▸ Stated goal:
Render the lines below as a Markdown table with columns Row and Line, starting at the first line and ending at the line containing "[188,96,247,200]", both included. Omit blank lines and pictures.

--- BEGIN Data shown ---

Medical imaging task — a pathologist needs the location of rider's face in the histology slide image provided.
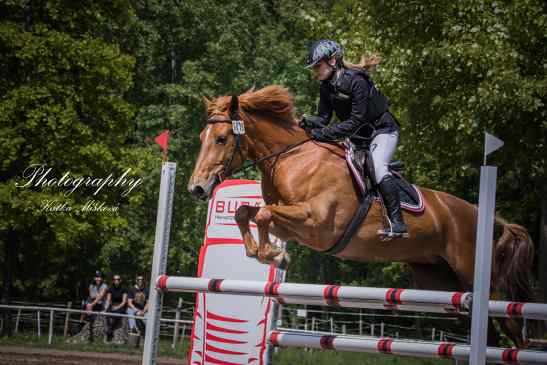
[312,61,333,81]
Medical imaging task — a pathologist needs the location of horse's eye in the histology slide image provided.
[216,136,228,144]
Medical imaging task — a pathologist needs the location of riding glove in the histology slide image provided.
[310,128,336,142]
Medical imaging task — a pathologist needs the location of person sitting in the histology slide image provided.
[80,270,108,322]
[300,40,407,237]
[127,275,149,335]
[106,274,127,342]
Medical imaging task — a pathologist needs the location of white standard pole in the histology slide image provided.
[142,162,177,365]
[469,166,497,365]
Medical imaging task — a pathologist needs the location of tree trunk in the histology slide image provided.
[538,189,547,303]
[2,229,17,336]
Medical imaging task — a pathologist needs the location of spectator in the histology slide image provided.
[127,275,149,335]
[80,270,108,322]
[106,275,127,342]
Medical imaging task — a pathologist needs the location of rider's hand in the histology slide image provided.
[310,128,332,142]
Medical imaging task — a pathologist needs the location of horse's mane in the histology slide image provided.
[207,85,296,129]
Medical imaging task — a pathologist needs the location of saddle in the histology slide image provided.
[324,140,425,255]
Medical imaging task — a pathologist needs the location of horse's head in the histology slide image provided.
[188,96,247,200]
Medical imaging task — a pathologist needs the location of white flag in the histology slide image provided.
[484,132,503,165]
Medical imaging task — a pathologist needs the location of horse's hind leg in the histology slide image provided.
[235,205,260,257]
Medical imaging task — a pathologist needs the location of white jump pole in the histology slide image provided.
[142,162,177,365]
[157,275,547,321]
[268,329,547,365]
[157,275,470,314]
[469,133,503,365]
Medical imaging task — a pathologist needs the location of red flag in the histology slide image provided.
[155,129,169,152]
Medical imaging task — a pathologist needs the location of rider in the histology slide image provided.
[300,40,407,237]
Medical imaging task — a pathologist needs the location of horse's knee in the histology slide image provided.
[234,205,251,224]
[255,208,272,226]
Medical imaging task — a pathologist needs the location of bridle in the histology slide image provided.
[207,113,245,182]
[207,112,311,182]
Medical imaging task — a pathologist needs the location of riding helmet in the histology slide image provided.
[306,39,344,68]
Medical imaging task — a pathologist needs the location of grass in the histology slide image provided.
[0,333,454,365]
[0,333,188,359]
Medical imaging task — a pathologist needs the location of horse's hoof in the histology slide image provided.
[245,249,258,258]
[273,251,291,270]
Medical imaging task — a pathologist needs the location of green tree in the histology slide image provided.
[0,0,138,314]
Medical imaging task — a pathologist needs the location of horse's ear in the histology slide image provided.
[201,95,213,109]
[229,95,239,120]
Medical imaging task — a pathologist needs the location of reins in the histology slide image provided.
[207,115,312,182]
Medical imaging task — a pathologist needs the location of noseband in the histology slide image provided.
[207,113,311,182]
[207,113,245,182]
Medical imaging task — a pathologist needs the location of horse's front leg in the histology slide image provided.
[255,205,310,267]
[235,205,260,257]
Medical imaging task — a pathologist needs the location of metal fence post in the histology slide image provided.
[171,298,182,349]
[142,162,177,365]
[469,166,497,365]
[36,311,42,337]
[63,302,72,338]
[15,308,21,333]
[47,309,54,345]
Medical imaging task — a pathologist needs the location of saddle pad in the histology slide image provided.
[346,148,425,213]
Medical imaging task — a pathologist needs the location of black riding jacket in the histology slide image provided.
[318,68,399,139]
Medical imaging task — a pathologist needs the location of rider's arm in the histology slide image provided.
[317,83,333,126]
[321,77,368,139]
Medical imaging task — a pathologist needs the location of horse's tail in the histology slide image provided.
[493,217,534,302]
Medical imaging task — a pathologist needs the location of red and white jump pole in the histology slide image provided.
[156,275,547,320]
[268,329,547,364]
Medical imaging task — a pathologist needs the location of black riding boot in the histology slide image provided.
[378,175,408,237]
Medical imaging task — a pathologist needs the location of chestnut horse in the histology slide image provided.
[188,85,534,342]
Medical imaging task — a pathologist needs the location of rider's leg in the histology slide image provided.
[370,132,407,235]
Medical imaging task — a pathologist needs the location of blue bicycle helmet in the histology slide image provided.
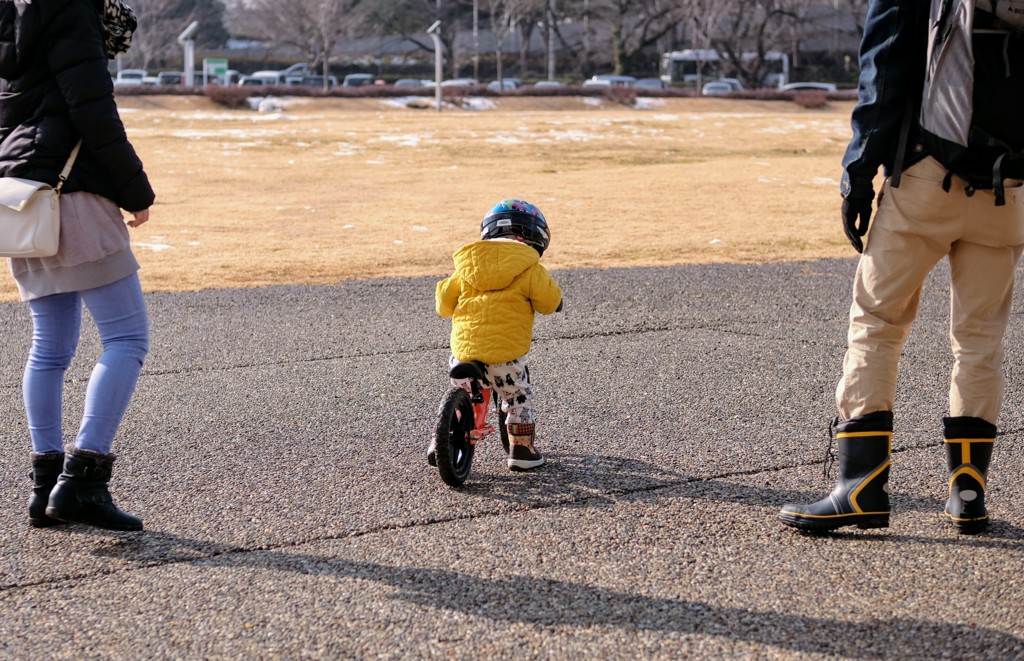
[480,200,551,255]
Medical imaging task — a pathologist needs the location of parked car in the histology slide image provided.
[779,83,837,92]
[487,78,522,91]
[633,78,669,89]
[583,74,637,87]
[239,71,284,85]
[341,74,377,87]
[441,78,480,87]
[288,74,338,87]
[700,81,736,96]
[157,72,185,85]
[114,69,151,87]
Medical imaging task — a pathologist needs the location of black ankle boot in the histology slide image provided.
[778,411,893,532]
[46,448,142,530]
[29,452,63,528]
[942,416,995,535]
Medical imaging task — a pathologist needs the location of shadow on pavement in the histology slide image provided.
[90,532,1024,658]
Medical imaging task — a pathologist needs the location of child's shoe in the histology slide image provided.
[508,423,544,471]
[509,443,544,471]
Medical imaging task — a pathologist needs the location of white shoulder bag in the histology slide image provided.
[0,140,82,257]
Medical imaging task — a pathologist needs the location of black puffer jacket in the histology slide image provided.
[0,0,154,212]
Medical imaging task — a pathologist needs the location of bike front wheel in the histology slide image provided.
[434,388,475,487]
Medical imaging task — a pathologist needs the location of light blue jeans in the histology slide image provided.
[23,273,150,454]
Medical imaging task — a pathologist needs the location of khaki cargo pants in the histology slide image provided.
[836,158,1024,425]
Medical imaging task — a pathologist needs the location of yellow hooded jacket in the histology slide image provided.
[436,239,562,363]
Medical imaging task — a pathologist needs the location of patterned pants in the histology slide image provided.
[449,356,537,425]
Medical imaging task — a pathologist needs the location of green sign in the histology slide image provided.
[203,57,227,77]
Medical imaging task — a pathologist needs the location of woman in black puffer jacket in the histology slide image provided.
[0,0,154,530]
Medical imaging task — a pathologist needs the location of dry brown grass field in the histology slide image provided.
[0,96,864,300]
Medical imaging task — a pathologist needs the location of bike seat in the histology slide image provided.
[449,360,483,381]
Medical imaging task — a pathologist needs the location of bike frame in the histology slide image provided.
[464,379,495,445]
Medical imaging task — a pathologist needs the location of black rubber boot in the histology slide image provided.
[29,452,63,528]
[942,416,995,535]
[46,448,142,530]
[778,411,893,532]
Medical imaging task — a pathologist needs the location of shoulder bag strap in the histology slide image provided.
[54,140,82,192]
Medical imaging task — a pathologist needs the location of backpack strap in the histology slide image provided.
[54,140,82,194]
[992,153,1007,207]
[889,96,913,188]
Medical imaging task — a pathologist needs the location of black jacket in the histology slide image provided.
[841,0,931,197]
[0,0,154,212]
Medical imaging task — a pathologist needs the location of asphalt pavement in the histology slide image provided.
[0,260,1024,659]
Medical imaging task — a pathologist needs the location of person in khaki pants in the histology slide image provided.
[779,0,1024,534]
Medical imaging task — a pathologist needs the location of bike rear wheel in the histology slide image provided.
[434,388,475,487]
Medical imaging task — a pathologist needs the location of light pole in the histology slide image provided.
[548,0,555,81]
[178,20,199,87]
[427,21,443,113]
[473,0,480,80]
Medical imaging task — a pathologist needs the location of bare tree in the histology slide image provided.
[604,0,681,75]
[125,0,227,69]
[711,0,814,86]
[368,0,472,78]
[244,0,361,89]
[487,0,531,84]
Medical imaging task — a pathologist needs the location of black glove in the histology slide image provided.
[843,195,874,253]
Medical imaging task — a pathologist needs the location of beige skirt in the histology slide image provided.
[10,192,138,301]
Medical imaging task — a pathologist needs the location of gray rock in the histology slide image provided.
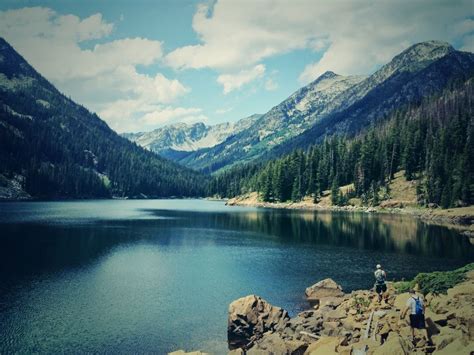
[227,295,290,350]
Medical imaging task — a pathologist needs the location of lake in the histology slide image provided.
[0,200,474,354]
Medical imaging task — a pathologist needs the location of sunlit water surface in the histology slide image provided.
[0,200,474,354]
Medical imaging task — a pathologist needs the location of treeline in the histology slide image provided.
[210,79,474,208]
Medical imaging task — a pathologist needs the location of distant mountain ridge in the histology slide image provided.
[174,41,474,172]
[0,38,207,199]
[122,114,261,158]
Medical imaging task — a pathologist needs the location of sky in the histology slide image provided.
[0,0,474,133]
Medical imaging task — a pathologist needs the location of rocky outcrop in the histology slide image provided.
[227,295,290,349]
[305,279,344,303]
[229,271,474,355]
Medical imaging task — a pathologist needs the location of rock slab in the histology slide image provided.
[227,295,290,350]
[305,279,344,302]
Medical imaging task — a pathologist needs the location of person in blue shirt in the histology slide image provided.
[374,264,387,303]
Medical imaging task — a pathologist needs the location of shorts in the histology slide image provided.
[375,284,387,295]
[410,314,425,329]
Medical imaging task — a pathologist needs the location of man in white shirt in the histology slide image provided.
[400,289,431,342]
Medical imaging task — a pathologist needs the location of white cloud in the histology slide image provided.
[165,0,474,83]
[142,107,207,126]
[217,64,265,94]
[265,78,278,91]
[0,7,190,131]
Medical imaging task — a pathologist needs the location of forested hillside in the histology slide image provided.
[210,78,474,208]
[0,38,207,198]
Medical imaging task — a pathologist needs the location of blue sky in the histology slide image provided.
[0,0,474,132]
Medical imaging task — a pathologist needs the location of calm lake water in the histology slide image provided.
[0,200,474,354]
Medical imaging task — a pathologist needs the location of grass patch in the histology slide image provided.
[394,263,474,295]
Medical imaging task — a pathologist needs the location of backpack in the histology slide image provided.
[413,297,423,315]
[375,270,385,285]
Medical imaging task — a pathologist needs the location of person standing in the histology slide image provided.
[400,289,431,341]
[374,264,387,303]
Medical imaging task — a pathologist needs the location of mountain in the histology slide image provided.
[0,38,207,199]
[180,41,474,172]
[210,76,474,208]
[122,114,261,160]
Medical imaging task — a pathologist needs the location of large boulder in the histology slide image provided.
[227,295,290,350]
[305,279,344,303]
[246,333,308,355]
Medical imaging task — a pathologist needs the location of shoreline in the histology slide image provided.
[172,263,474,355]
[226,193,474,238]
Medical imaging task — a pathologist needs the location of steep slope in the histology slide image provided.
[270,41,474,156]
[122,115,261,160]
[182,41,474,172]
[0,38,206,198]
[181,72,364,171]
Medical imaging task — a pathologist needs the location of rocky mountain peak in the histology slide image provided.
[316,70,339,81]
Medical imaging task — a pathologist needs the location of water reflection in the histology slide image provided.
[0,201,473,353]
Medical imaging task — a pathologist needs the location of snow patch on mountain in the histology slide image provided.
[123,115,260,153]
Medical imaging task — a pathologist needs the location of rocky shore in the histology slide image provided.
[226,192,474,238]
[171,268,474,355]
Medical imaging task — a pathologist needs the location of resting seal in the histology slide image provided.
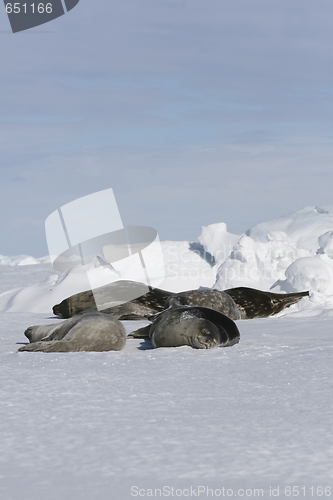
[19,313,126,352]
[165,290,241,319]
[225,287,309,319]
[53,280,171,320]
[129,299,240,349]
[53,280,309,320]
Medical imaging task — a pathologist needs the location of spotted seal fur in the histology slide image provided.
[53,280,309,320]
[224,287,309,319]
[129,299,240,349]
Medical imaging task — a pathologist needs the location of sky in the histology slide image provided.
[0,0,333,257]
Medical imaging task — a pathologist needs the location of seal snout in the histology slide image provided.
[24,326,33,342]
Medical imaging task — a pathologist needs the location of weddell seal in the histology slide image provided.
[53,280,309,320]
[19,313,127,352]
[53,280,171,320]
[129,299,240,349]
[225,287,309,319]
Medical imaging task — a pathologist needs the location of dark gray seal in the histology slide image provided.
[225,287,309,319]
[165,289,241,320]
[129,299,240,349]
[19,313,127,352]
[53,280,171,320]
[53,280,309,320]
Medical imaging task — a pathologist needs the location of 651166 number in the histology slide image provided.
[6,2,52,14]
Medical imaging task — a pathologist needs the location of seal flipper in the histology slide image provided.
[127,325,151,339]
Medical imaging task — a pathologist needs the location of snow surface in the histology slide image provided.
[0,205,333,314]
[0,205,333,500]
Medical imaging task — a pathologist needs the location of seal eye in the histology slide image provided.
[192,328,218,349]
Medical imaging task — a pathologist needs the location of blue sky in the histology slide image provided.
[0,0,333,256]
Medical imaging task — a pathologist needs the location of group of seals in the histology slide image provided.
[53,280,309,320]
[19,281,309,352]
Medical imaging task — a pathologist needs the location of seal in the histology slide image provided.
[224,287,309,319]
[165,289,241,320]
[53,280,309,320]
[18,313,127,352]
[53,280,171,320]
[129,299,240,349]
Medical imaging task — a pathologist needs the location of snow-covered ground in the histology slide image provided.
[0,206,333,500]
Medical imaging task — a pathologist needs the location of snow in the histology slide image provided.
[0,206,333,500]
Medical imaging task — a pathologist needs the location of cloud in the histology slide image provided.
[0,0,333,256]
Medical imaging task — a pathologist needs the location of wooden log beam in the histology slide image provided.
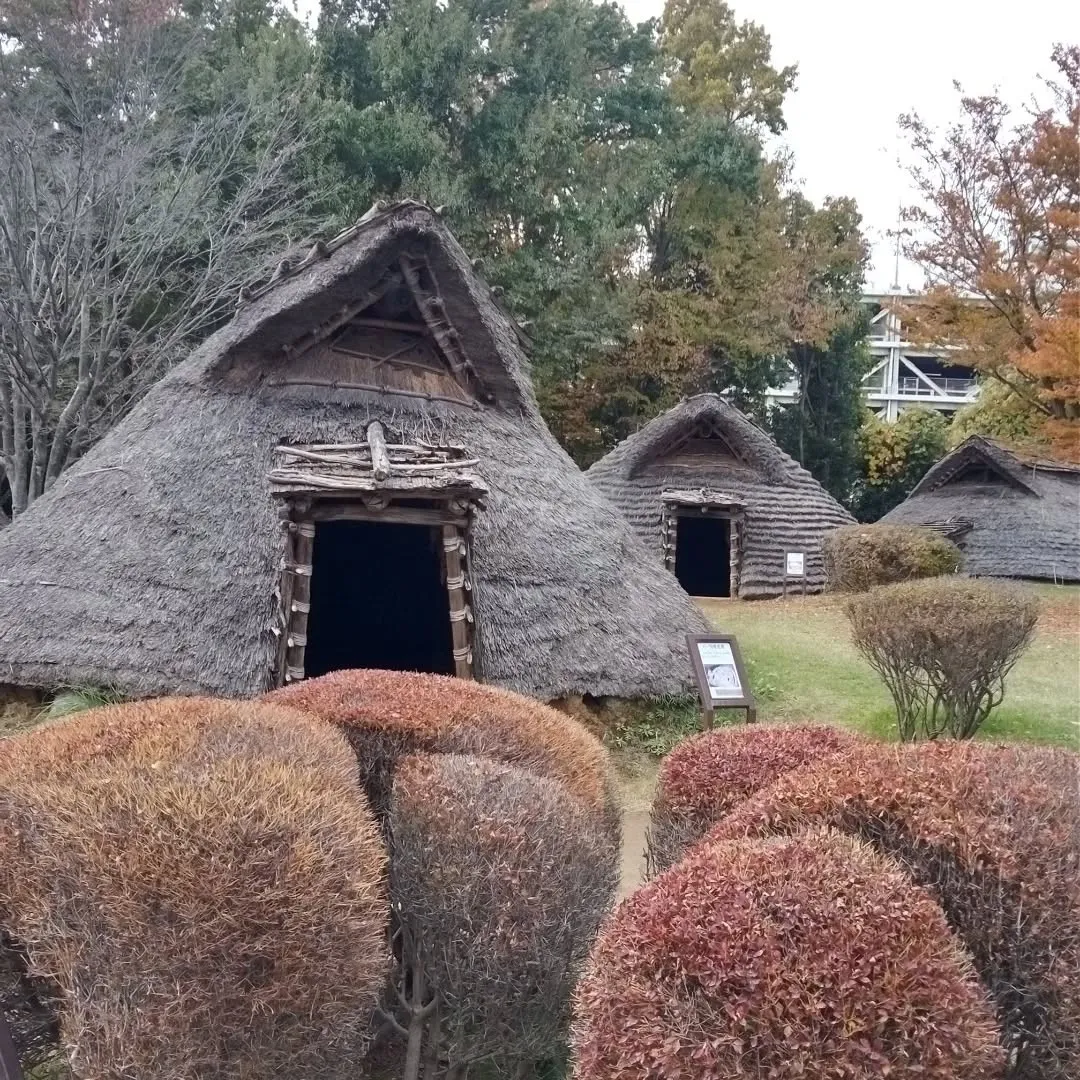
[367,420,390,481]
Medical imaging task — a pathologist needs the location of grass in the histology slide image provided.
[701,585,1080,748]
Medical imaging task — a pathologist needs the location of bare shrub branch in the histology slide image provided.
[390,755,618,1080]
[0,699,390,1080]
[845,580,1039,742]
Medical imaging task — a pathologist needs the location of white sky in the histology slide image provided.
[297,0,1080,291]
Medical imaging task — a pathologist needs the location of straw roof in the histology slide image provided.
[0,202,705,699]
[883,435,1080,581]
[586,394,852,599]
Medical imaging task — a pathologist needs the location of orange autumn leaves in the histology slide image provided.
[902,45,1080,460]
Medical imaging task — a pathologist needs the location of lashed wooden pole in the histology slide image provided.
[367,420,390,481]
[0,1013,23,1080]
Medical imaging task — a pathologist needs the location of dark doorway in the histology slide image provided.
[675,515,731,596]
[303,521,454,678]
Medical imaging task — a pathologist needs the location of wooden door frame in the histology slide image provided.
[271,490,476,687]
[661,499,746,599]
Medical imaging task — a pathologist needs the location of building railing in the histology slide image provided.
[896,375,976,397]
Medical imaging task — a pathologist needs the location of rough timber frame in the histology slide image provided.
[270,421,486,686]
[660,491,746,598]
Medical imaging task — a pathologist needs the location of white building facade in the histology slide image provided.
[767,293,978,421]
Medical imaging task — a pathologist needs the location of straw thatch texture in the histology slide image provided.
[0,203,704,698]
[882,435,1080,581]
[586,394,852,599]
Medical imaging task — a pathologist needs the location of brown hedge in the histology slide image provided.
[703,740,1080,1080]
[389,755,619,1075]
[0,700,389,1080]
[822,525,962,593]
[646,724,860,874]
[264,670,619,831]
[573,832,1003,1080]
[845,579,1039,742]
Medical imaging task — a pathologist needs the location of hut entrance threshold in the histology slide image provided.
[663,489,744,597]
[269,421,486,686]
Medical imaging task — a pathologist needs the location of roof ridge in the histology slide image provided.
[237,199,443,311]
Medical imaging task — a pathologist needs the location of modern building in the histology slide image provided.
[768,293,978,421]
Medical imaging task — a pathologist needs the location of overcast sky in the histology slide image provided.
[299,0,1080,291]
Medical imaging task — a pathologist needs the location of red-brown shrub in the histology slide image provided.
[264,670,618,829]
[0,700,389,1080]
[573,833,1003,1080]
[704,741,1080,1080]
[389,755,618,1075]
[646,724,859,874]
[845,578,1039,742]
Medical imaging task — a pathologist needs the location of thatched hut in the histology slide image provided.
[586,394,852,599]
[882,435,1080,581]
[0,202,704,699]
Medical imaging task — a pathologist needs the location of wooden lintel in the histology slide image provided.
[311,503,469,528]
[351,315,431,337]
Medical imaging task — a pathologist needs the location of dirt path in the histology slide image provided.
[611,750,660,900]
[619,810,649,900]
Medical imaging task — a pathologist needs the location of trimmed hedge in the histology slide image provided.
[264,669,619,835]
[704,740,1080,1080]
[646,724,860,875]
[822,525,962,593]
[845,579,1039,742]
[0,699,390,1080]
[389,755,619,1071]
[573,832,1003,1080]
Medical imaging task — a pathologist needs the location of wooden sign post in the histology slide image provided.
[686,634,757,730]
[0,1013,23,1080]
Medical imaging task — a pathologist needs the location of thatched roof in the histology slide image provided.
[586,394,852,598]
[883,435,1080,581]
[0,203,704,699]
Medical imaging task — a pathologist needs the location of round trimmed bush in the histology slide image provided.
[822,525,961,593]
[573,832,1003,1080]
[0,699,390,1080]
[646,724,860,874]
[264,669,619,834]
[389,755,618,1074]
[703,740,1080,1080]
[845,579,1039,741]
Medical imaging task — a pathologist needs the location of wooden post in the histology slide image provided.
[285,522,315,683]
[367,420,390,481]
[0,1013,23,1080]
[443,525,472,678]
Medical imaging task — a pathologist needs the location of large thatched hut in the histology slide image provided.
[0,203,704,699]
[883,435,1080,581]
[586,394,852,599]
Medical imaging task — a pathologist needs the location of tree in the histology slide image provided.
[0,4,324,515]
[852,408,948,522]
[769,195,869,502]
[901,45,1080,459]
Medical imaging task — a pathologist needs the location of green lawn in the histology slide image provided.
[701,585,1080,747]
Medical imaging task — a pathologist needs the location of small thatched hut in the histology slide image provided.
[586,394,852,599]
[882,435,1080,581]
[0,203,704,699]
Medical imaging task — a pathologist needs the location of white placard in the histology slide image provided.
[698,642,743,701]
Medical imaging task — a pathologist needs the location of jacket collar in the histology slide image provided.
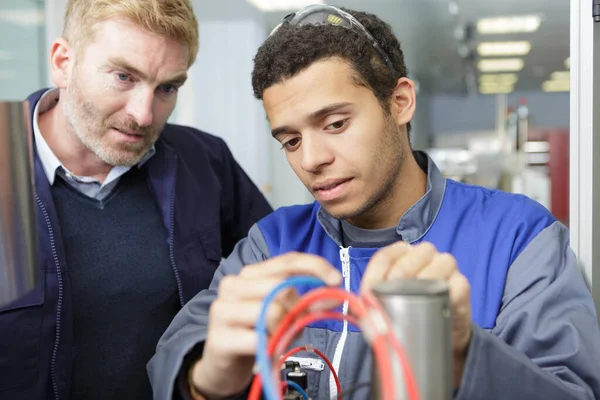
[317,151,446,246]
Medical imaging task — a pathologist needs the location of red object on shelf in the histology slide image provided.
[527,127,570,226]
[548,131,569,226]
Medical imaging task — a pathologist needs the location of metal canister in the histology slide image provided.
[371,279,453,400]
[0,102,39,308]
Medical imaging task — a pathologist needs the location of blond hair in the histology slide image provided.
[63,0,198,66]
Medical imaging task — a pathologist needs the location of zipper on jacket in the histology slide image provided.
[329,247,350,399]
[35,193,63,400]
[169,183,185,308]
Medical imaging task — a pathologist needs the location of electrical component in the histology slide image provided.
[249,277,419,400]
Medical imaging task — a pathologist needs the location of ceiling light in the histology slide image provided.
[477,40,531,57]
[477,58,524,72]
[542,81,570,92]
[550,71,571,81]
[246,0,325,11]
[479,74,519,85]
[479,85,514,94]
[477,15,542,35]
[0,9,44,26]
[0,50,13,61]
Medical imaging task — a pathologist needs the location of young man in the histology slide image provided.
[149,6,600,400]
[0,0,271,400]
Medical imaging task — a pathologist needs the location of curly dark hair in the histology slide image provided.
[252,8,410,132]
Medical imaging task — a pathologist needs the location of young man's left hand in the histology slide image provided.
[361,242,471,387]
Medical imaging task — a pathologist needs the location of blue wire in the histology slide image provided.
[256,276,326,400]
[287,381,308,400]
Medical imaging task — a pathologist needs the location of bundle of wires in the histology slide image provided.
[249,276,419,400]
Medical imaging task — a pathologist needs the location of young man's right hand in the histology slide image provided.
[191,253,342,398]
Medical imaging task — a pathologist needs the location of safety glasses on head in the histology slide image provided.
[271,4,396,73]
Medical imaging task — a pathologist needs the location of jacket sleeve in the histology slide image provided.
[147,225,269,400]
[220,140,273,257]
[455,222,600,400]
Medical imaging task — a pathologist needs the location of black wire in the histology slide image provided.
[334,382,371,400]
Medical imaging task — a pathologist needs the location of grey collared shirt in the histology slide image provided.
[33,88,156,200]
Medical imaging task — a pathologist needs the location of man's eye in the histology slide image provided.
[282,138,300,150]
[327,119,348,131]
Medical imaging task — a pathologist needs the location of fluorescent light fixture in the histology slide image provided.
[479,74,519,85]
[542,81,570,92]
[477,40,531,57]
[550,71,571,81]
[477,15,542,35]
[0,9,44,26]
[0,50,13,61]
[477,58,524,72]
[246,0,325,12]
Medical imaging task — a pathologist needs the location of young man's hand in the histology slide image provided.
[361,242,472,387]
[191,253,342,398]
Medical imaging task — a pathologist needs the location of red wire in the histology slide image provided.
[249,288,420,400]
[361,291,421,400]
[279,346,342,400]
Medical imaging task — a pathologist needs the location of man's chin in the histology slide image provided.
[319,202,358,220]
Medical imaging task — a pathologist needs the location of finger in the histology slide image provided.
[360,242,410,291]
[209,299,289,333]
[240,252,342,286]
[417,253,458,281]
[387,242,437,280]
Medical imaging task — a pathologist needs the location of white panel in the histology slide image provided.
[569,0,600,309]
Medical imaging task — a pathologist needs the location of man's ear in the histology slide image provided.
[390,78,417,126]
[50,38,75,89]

--- END Data shown ---

▸ Output below:
| Row | Line |
|---|---|
| 1 | Medical imaging task — a pathologist needs the location of rider's face in the histology slide image provided. |
| 2 | [312,61,333,81] |
| 3 | Medical imaging task — a pathologist needs the location of horse's eye in the histology slide image provided. |
| 4 | [216,136,228,144] |
| 5 | Medical imaging task — a pathologist needs the location of riding glove in the histology slide image provided. |
| 6 | [310,128,336,142] |
| 7 | Medical imaging task — a pathologist needs the location of person sitting in the histology slide image provided. |
| 8 | [80,270,108,322] |
| 9 | [300,40,407,237] |
| 10 | [127,275,149,335] |
| 11 | [106,274,127,342] |
| 12 | Medical imaging task — a pathologist needs the location of white standard pole in the histology slide image provided. |
| 13 | [142,162,177,365] |
| 14 | [469,166,497,365] |
| 15 | Medical imaging task — a pathologist needs the location of tree trunk in the histology slide image provided. |
| 16 | [538,189,547,303] |
| 17 | [2,229,17,336] |
| 18 | Medical imaging task — a pathologist needs the location of spectator in the histology slide image provided. |
| 19 | [127,275,149,335] |
| 20 | [80,270,108,322] |
| 21 | [106,275,127,342] |
| 22 | Medical imaging task — a pathologist needs the location of rider's hand in the histology slide image provided. |
| 23 | [310,128,332,142] |
| 24 | Medical imaging task — a pathologist needs the location of horse's mane in the histology slide image provided. |
| 25 | [207,85,296,129] |
| 26 | Medical imaging task — a pathologist needs the location of saddle in the histology slide image provided. |
| 27 | [324,140,425,255] |
| 28 | Medical imaging task — a pathologist needs the location of horse's head in the histology slide image provided. |
| 29 | [188,96,247,200] |